▶ _Dataset entries_:
━━━━━━━━
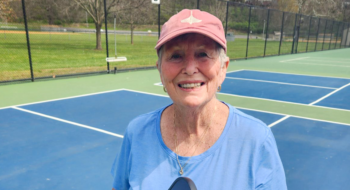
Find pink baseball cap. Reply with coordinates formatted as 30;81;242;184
155;9;227;53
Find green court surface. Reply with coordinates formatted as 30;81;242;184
1;48;350;125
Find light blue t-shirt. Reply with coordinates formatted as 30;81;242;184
112;103;287;190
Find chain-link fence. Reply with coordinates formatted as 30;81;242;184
223;1;350;60
0;2;31;82
1;0;350;83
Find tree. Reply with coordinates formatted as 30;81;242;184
73;0;120;50
276;0;299;13
0;0;17;22
116;0;148;44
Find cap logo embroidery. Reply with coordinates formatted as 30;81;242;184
181;11;202;25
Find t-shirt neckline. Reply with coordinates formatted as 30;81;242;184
155;102;234;162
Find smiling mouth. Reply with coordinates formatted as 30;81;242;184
178;82;205;89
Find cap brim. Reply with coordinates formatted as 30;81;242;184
155;28;226;53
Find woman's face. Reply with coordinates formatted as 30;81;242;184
158;33;228;108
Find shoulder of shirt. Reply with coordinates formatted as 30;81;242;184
124;105;166;137
227;104;271;141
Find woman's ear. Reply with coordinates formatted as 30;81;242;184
157;61;164;85
156;60;162;73
223;57;229;69
219;57;229;85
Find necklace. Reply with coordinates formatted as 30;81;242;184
173;105;216;175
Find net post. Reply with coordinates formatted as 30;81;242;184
328;20;334;50
21;0;34;82
315;18;321;51
263;9;270;57
103;0;110;73
245;6;252;59
278;12;285;55
291;13;298;54
225;1;229;38
322;20;328;50
306;16;312;52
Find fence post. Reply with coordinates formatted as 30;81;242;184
336;22;343;49
264;9;270;57
21;0;34;82
295;15;302;53
225;1;229;37
103;0;110;73
328;20;334;50
346;23;350;48
278;12;285;55
306;16;312;52
245;6;252;59
333;22;339;49
322;20;328;50
291;14;298;54
315;18;321;51
158;4;160;39
197;0;200;9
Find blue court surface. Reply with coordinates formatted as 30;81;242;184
1;89;349;189
222;70;350;110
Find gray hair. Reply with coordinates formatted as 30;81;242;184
157;44;228;71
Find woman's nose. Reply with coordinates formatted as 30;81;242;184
182;56;198;75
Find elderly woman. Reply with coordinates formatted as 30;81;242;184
112;9;287;190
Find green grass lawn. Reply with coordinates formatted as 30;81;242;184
0;30;335;81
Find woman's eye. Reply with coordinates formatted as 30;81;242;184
170;54;181;59
198;52;208;57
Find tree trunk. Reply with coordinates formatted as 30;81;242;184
46;5;53;25
95;23;103;50
131;22;134;44
130;7;134;45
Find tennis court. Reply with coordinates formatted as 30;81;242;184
1;48;350;189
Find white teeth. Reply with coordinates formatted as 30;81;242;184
180;83;201;88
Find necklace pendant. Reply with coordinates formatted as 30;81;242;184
179;169;183;175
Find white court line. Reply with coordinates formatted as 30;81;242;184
309;83;350;105
236;106;350;127
280;61;350;68
126;90;350;127
225;77;337;90
124;89;169;98
280;57;310;62
242;69;350;80
152;78;350;112
12;106;124;138
124;90;350;127
218;92;350;112
226;69;245;74
0;89;125;110
310;57;350;61
268;116;290;128
2;88;350;130
304;59;350;64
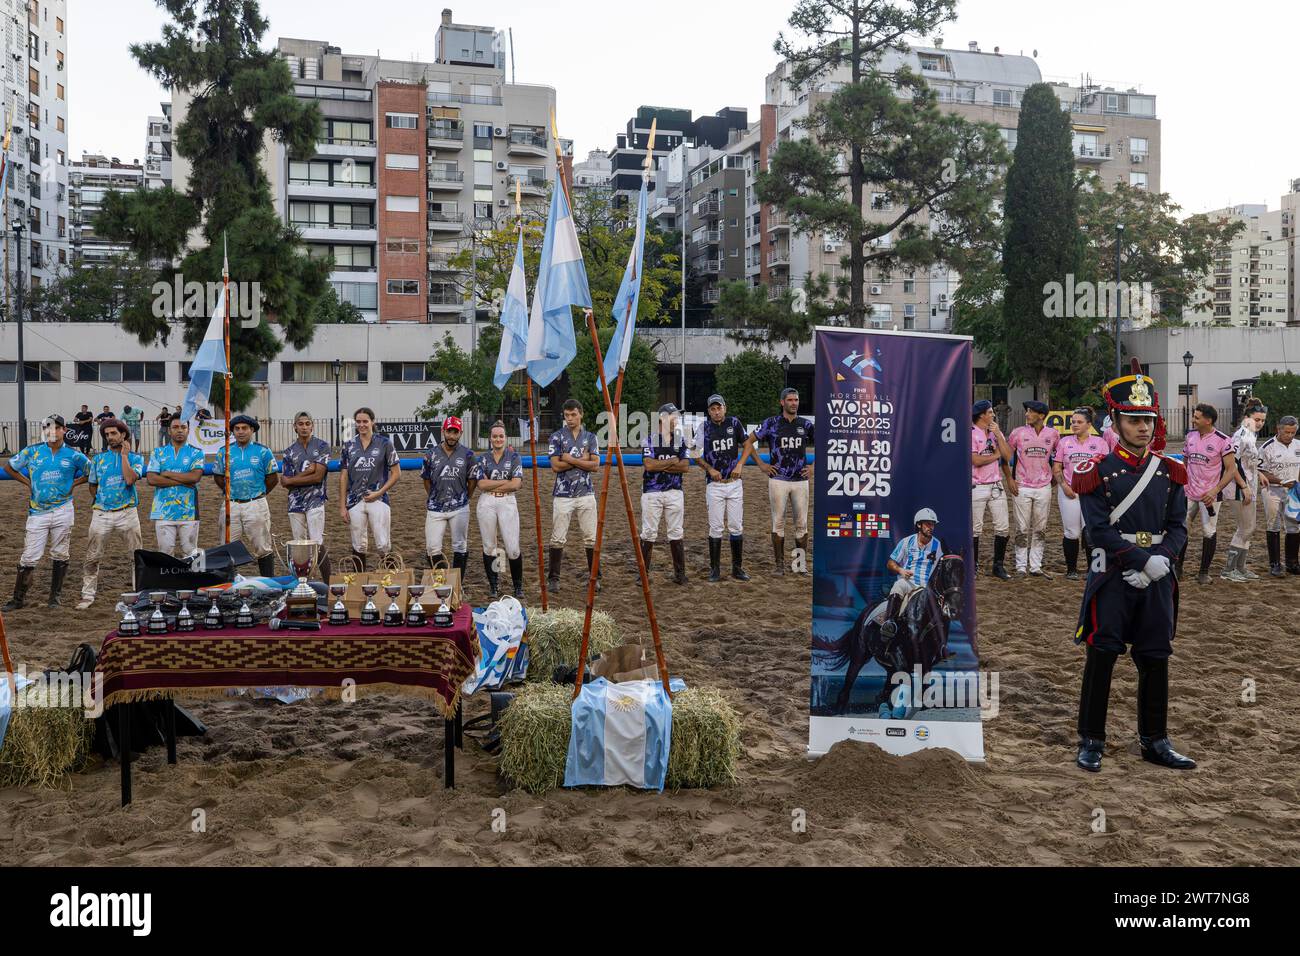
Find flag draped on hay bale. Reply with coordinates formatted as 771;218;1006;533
━━━━━━━━
▶ _Work task_: Exact repetition of each line above is expected; images are to be omitted.

▶ _Response to the task_:
Find pink baseball cap. Reply with coordinates formatted as 30;81;242;184
155;9;227;53
Find green court surface. Reply with coordinates formatted as 30;81;242;184
1;48;350;125
Find light blue t-shirt. Reply with coordinates formatted as 30;81;242;184
112;103;287;190
Find chain-link fence. Reply with coordinates formatted as 30;81;242;184
223;1;350;60
0;2;31;82
1;0;350;83
Find tree. Reply with coordinates formatted as 30;81;242;184
73;0;120;50
276;0;299;13
0;0;17;22
116;0;148;44
Find cap logo embroidery. Reply with coordinates formatted as 30;81;242;184
181;11;202;25
Find t-shirt neckline. Reply with coordinates formatted as 30;81;242;184
155;102;234;162
Find smiling mouth. Reply with coordinates formatted as 30;81;242;184
178;82;205;89
Find cap brim. Reply with coordinates formatted as 30;81;242;184
155;28;226;53
Find woman's face. Reply with coordinates formatted as 30;81;242;184
158;33;228;108
Find shoulder of shirt. Reply with coordinates formatted as 30;81;242;184
124;105;166;137
227;104;271;141
Find woman's ear. Reply with coordinates formatted as 30;81;242;184
157;61;164;85
156;60;162;73
223;57;229;69
219;57;229;85
Find necklace. Reply with coordinates formatted as 30;81;242;184
173;105;216;175
Find net post. Reply with coordinates formatted as 30;81;242;184
328;20;334;50
21;0;34;82
315;18;321;51
263;9;270;57
103;0;110;73
245;6;252;59
278;12;285;55
291;13;298;54
225;1;229;38
322;20;328;50
306;16;312;52
Find fence post. Reply with coordinates formatted as 30;81;242;184
336;22;343;49
264;9;270;57
21;0;34;82
295;15;302;53
225;1;229;37
103;0;110;73
328;20;334;50
346;23;350;48
278;12;285;55
306;16;312;52
245;6;252;59
333;22;339;49
322;20;328;50
291;14;298;54
315;18;321;51
158;4;160;39
197;0;200;9
Find blue court surface. Reply with coordinates formatted as 30;81;242;184
1;89;349;189
222;70;350;110
Find gray hair. Reply with coordinates formatted as 30;81;242;184
157;44;228;71
Find woman's nose. Reply with coordinates formatted as 30;81;242;184
182;56;198;75
Find elderly woman. Reply with coordinates formatted as 30;81;242;184
112;9;287;190
Find green grass lawn. Reply with coordinates formatted as 30;81;242;184
0;30;335;81
Find woman's eye. Reply with coordinates formatted as 30;81;242;184
170;54;181;59
198;52;208;57
Find tree trunk. Reply with coordinates formatted as 30;81;242;184
46;5;53;25
95;23;103;50
131;22;134;44
130;7;134;45
Find tennis court. Reply with coordinates formatted as 30;81;242;184
1;48;350;189
Find white teeth. Reply with coordinates formatted as 30;81;242;184
180;83;201;88
Find necklace pendant. Reply with coordinates formatted as 30;81;242;184
179;169;183;175
Find white court line. Reply with coordinates formatted as 30;81;242;184
309;83;350;105
236;106;350;127
280;61;350;68
126;90;350;127
225;77;337;90
124;89;169;98
280;57;310;62
242;69;350;80
152;78;350;112
12;106;124;138
124;90;350;127
218;92;350;112
226;69;245;74
0;89;125;110
310;57;350;61
268;116;290;128
2;88;350;130
304;59;350;64
Find flag draped on hay bale. Reply with coordinates formatted as 771;218;1006;533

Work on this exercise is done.